:: PROBLEM DESCRIPTION ::
Rewrite the items below, replacing "positive clicks" with "foreground clicks" wherever it occurs and leaving everything else unchanged. Omit the pictures from your answer.

-- SUPPLIED RECORDS follows --

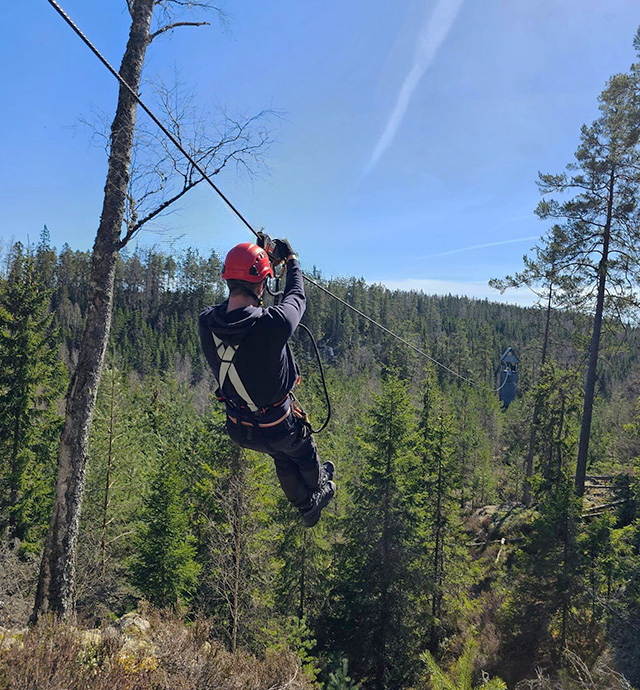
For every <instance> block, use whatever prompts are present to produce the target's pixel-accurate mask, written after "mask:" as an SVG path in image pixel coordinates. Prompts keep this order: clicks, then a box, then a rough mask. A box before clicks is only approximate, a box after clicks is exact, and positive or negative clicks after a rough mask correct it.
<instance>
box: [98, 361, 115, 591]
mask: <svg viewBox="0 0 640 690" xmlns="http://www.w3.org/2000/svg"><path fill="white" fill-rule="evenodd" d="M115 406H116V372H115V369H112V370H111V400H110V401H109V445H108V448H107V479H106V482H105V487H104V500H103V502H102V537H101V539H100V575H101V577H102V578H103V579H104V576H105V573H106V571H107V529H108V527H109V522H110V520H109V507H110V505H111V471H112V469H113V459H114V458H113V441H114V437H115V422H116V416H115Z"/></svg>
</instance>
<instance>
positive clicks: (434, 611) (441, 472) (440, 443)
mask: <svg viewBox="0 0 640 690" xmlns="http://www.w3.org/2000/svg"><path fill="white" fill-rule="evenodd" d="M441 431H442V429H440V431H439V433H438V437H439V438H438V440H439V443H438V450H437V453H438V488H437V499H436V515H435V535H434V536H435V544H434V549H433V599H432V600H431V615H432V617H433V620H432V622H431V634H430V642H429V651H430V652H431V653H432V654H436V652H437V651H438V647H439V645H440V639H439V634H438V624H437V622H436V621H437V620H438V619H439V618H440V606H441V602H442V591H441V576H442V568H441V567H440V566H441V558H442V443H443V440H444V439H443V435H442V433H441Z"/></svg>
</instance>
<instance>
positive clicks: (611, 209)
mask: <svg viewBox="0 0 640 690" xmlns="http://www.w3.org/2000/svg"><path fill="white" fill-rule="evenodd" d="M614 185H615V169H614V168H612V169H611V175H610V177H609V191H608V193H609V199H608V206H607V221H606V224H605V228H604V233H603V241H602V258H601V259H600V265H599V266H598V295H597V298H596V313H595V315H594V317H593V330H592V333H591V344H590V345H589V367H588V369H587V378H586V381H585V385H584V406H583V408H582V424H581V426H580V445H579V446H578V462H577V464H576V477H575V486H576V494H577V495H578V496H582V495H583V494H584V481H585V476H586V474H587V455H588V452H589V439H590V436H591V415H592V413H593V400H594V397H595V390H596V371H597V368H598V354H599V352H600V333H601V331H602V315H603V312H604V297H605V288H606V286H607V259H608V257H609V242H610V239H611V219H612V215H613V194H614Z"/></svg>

-- SUPPLIED RECORDS concluded --

:: YOUR SOLUTION ::
For every <instance> block, use whatever prompts are present to produce the target's pixel-accurate mask, written after "mask:" as an SVG path in image pixel coordinates. Prompts keep this order: clicks, then a box, then a rough mask. A box before clicks is only approximate, a box after clicks is exact, and positive or negative clicks after a rough mask correct it.
<instance>
box: [98, 361, 115, 591]
mask: <svg viewBox="0 0 640 690" xmlns="http://www.w3.org/2000/svg"><path fill="white" fill-rule="evenodd" d="M115 406H116V372H115V369H112V370H111V400H110V401H109V445H108V448H107V479H106V482H105V487H104V500H103V502H102V537H101V539H100V575H101V577H102V578H103V579H104V576H105V573H106V571H107V529H108V527H109V522H110V520H109V507H110V505H111V471H112V469H113V459H114V458H113V441H114V437H115V422H116V416H115Z"/></svg>
</instance>
<instance>
foreground clicks: (434, 611) (441, 472) (440, 443)
mask: <svg viewBox="0 0 640 690" xmlns="http://www.w3.org/2000/svg"><path fill="white" fill-rule="evenodd" d="M441 431H442V429H440V431H439V433H438V437H439V438H438V440H439V443H438V450H437V453H438V488H437V499H436V515H435V535H434V536H435V544H434V549H433V599H432V600H431V615H432V617H433V620H432V622H431V634H430V642H429V651H430V652H431V653H432V654H436V652H437V651H438V647H439V645H440V639H439V634H438V624H437V622H436V621H437V620H438V619H439V618H440V606H441V602H442V591H441V576H442V568H441V567H440V566H441V558H442V443H443V440H444V439H443V435H442V433H441Z"/></svg>
</instance>
<instance>
foreground clicks: (611, 209)
mask: <svg viewBox="0 0 640 690" xmlns="http://www.w3.org/2000/svg"><path fill="white" fill-rule="evenodd" d="M614 185H615V169H614V168H612V169H611V175H610V177H609V191H608V193H609V199H608V206H607V221H606V224H605V228H604V233H603V241H602V258H601V259H600V265H599V266H598V295H597V298H596V313H595V315H594V317H593V330H592V333H591V344H590V345H589V367H588V369H587V378H586V381H585V385H584V406H583V408H582V424H581V426H580V445H579V446H578V462H577V464H576V477H575V486H576V494H577V495H578V496H582V495H583V494H584V481H585V476H586V474H587V455H588V452H589V439H590V436H591V415H592V413H593V400H594V397H595V390H596V371H597V368H598V354H599V352H600V333H601V331H602V315H603V312H604V297H605V288H606V286H607V259H608V257H609V242H610V239H611V219H612V215H613V194H614Z"/></svg>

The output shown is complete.